---------- Data shown
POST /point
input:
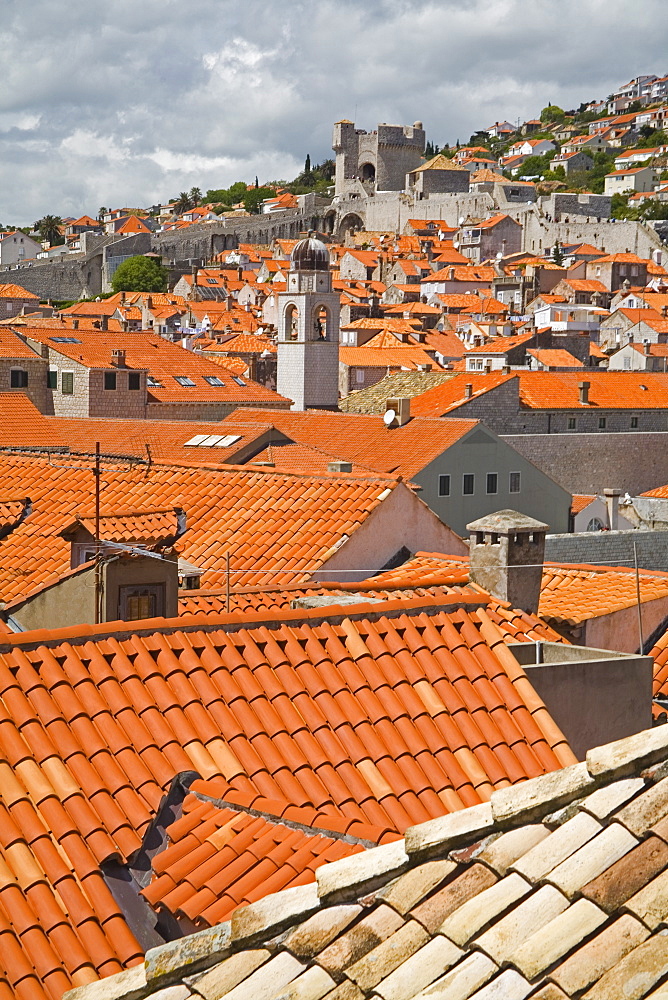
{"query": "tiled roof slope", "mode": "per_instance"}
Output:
(363, 438)
(277, 527)
(553, 390)
(373, 399)
(569, 594)
(555, 889)
(230, 848)
(386, 717)
(163, 360)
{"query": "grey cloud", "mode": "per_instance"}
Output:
(130, 101)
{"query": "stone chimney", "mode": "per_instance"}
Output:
(401, 407)
(612, 503)
(506, 556)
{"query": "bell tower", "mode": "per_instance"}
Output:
(308, 332)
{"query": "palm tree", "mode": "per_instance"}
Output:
(49, 229)
(182, 203)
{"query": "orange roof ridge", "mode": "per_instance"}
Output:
(234, 621)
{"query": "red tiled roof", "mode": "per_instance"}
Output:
(240, 847)
(397, 357)
(164, 362)
(366, 721)
(556, 357)
(235, 509)
(365, 439)
(553, 390)
(500, 345)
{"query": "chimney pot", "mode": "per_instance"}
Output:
(402, 410)
(506, 557)
(612, 504)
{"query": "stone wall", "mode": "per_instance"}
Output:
(610, 548)
(590, 463)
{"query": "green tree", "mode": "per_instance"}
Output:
(253, 199)
(182, 203)
(49, 230)
(552, 113)
(140, 274)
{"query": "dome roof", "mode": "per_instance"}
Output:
(309, 255)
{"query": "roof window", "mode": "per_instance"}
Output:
(212, 440)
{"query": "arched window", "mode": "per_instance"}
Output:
(291, 323)
(321, 327)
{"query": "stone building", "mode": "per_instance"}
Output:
(439, 176)
(308, 333)
(367, 162)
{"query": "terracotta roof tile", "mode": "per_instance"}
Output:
(482, 915)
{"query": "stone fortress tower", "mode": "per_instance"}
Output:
(308, 333)
(367, 162)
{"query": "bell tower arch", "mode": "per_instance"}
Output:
(308, 338)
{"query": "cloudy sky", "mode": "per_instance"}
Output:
(128, 102)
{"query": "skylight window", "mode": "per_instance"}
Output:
(212, 440)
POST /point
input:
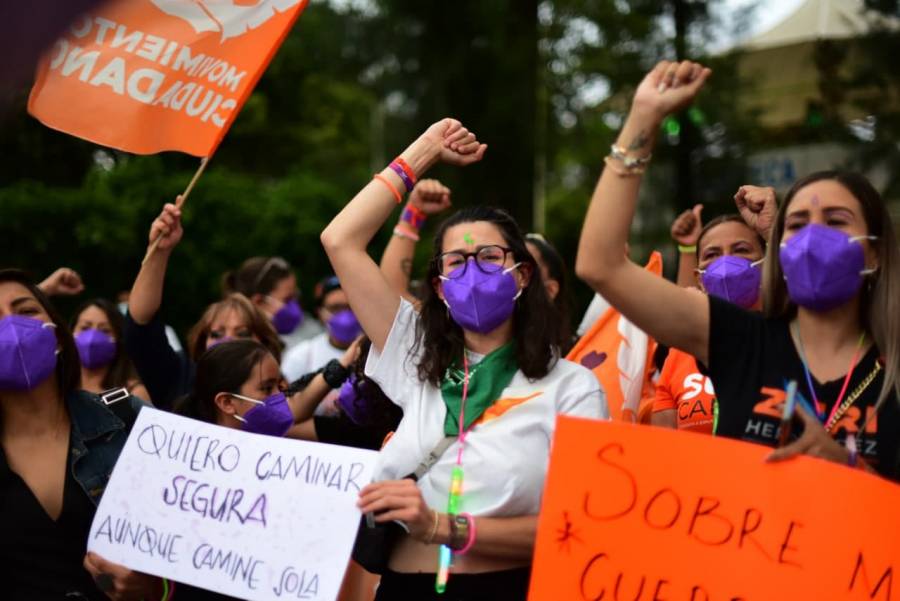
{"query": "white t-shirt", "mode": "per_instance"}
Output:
(506, 452)
(308, 356)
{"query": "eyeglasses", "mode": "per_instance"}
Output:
(489, 259)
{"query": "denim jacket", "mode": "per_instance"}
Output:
(97, 437)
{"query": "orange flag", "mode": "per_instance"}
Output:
(145, 76)
(621, 356)
(649, 514)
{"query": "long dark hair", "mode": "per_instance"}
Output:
(535, 319)
(256, 275)
(556, 267)
(378, 406)
(880, 297)
(68, 365)
(222, 368)
(121, 372)
(253, 317)
(728, 218)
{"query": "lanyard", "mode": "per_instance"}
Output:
(445, 554)
(812, 391)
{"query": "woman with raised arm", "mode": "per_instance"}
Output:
(831, 284)
(104, 363)
(168, 374)
(729, 267)
(58, 446)
(478, 376)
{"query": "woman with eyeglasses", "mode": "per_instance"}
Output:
(478, 375)
(167, 374)
(270, 283)
(831, 280)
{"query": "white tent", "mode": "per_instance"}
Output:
(779, 64)
(820, 20)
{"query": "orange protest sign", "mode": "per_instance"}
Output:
(639, 513)
(151, 75)
(621, 356)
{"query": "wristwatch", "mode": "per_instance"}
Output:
(335, 374)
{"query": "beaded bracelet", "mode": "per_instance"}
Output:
(401, 173)
(401, 233)
(471, 540)
(635, 172)
(390, 186)
(620, 154)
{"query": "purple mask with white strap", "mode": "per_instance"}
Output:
(27, 352)
(823, 267)
(734, 279)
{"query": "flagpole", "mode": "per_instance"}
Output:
(178, 204)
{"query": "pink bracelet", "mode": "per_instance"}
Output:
(401, 233)
(471, 540)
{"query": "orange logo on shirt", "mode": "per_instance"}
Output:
(502, 406)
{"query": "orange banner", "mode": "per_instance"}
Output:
(621, 356)
(145, 76)
(639, 513)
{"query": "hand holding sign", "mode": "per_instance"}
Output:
(119, 583)
(166, 230)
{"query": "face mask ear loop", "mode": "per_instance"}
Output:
(240, 396)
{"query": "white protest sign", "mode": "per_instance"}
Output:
(252, 516)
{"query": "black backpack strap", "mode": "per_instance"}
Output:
(118, 400)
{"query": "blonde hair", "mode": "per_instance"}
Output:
(880, 294)
(252, 316)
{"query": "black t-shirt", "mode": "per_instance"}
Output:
(42, 558)
(751, 360)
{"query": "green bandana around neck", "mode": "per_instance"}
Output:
(487, 380)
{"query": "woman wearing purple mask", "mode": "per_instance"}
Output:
(239, 385)
(730, 255)
(831, 284)
(341, 329)
(477, 374)
(58, 446)
(365, 415)
(270, 283)
(104, 364)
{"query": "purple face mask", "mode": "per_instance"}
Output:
(823, 267)
(95, 348)
(27, 352)
(734, 279)
(354, 404)
(344, 327)
(478, 301)
(271, 416)
(288, 317)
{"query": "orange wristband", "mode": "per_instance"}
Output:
--------------------
The problem: Nothing in the entries above should change when they are printed again, except that the pictures are dropped.

Exercise result:
POST /point
input:
{"query": "tiled roof slope", "mode": "per_instance"}
Output:
(363, 438)
(277, 527)
(553, 390)
(373, 399)
(569, 594)
(555, 889)
(230, 848)
(386, 717)
(163, 360)
{"query": "grey cloud", "mode": "per_instance"}
Output:
(130, 101)
{"query": "stone chimney", "mode": "per_instance"}
Output:
(401, 407)
(612, 503)
(506, 556)
{"query": "bell tower", "mode": "per_instance"}
Output:
(308, 332)
{"query": "palm tree", "mode": "per_instance"}
Output:
(49, 229)
(182, 203)
{"query": "orange roof ridge", "mode": "per_instance"}
Output:
(234, 621)
{"query": "red tiled roof", "mode": "per_instance"}
Output:
(240, 847)
(397, 357)
(164, 362)
(366, 721)
(556, 357)
(235, 509)
(365, 439)
(553, 390)
(500, 345)
{"query": "chimney pot", "mode": "per_instance"}
Output:
(402, 410)
(506, 557)
(612, 504)
{"query": "stone wall", "mode": "per_instance"}
Output:
(610, 548)
(590, 463)
{"query": "green tree", "mode": "per_instance"}
Output:
(253, 199)
(182, 203)
(49, 230)
(552, 113)
(140, 274)
{"query": "dome roof", "mode": "per_instance"}
Output:
(309, 255)
{"query": "roof window", "mode": "per_instance"}
Output:
(212, 440)
{"query": "arched window", "mode": "per_instance"}
Output:
(291, 323)
(321, 327)
{"query": "stone building", "mode": "per_instance"}
Output:
(439, 176)
(308, 333)
(367, 162)
{"query": "terracotta roof tile", "mode": "per_instance"}
Output:
(482, 915)
{"query": "stone fortress tower", "mode": "per_instance"}
Output:
(308, 333)
(367, 162)
{"query": "bell tower arch", "mode": "per_instance"}
Output:
(308, 338)
{"query": "cloudy sky", "mode": "per_instance"}
Output:
(128, 102)
{"query": "skylight window", "mode": "per_instance"}
Output:
(212, 440)
POST /point
input:
{"query": "white t-shirt", "mode": "per_instance"}
Output:
(506, 452)
(308, 356)
{"query": "eyeglasses", "mode": "per_instance"}
Output:
(489, 259)
{"query": "denim jacket", "mode": "per_instance"}
Output:
(97, 437)
{"query": "orange flag", "mode": "per_instance"}
Output:
(145, 76)
(621, 356)
(649, 514)
{"query": "long dark hair", "mode": "per_instance"}
Output:
(535, 319)
(256, 275)
(556, 267)
(378, 406)
(880, 297)
(68, 365)
(222, 368)
(121, 372)
(253, 317)
(728, 218)
{"query": "lanyard", "mode": "per_instance"}
Output:
(445, 554)
(812, 391)
{"query": "woman with raised arm", "mode": "per_instance"}
Output:
(831, 284)
(104, 363)
(168, 374)
(729, 267)
(58, 446)
(478, 376)
{"query": "woman with eyeglasses", "mode": "per_instance"}
Output:
(478, 375)
(167, 374)
(270, 283)
(831, 280)
{"query": "white tent", "mode": "per_instance"}
Output:
(779, 64)
(820, 20)
{"query": "orange protest sign", "mode": "per_instance"}
Output:
(639, 513)
(151, 75)
(621, 356)
{"query": "wristwatch", "mode": "per_instance"}
Output:
(335, 374)
{"query": "beaded bracelet", "mode": "per_instance"}
Output:
(401, 173)
(401, 233)
(471, 540)
(635, 172)
(390, 186)
(620, 154)
{"query": "purple mask with white strap", "mode": "per_instance"}
Output:
(27, 352)
(823, 267)
(734, 279)
{"query": "flagpole", "mode": "per_instance"}
Output:
(178, 204)
{"query": "pink bracelet", "mode": "per_instance"}
Output:
(401, 233)
(471, 540)
{"query": "orange logo on shirt", "mode": "per_instance"}
Output:
(502, 406)
{"query": "orange banner", "mode": "per_instance"}
Output:
(621, 356)
(145, 76)
(639, 513)
{"query": "hand holding sign", "mode": "per_instance"}
Output:
(119, 583)
(166, 230)
{"query": "face mask ear loop", "mode": "per_instance"}
Output:
(240, 396)
{"query": "white protest sign", "mode": "per_instance"}
Output:
(252, 516)
{"query": "black backpack strap", "mode": "per_instance"}
Output:
(118, 400)
{"query": "blonde hair", "mode": "per_instance"}
Output:
(880, 294)
(252, 316)
{"query": "black t-shirt", "mode": "per_instance"}
Output:
(42, 558)
(751, 360)
{"query": "green bandana around neck", "mode": "per_instance"}
Output:
(487, 380)
{"query": "woman wearing purple mask", "mode": "per_instance"}
Output:
(239, 385)
(730, 255)
(831, 284)
(341, 329)
(477, 374)
(58, 446)
(365, 415)
(270, 283)
(104, 364)
{"query": "purple face mask", "mode": "per_instance"}
Output:
(823, 267)
(95, 348)
(27, 352)
(734, 279)
(354, 404)
(344, 327)
(478, 301)
(271, 416)
(288, 317)
{"query": "orange wristband", "mode": "per_instance"}
Output:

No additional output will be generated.